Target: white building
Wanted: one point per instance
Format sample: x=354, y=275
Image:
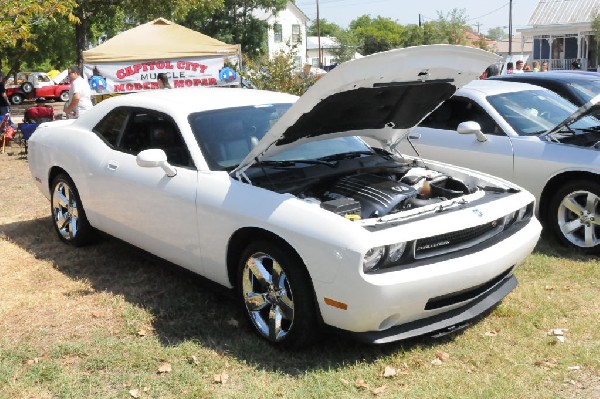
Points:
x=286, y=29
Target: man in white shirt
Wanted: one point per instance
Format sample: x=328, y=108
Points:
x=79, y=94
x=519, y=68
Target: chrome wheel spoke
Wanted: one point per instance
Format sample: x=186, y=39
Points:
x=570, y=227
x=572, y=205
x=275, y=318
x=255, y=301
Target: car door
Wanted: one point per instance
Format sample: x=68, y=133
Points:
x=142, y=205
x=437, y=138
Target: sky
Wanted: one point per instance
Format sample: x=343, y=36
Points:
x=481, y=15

────────────────────────────────────────

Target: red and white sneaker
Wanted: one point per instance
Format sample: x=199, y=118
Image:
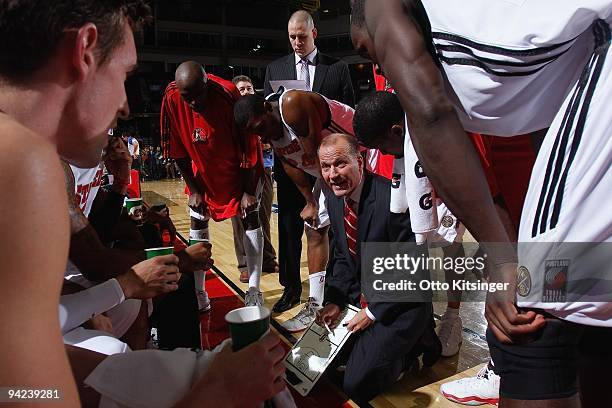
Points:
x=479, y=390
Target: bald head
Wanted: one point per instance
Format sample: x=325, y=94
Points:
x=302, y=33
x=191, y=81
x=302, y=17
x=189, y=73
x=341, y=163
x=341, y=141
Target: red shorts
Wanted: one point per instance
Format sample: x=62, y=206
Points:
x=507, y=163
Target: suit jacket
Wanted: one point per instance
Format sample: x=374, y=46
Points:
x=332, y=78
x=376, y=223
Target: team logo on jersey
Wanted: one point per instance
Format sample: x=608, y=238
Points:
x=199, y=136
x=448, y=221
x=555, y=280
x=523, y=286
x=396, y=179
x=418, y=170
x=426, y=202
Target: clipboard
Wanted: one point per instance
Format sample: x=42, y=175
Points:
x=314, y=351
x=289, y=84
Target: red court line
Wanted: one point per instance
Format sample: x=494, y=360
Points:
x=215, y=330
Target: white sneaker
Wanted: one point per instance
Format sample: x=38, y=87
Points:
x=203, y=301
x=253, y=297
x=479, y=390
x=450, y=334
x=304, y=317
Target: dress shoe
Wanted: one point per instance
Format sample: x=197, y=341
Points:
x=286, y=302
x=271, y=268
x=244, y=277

────────────────────────────────────────

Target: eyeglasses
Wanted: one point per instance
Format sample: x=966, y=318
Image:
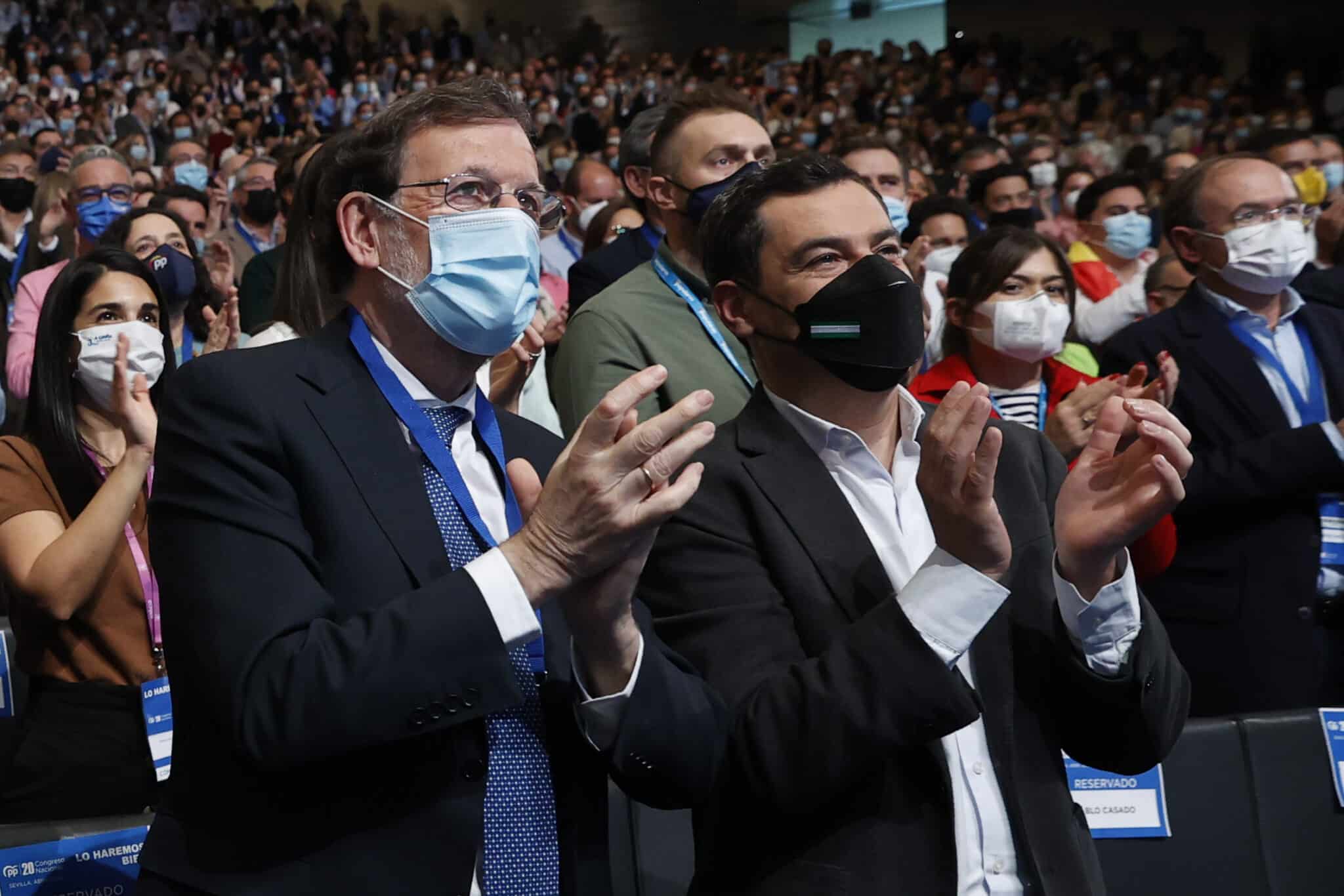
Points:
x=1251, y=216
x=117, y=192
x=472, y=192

────────────────────────────────────────

= TASK =
Please copy the data above word for word, from the line with "Target: red and white sneaker" to the line with "x=341, y=141", including both of those lines. Leave the pictures out of your answer.

= REPLY TO THE EXERCISE =
Target: red and white sneaker
Wanted: one point per instance
Format sample: x=199, y=118
Image:
Points:
x=479, y=390
Target: bald head
Wanted: one point per instance
Format sample: x=325, y=94
Points:
x=302, y=33
x=191, y=81
x=302, y=17
x=189, y=73
x=341, y=163
x=341, y=141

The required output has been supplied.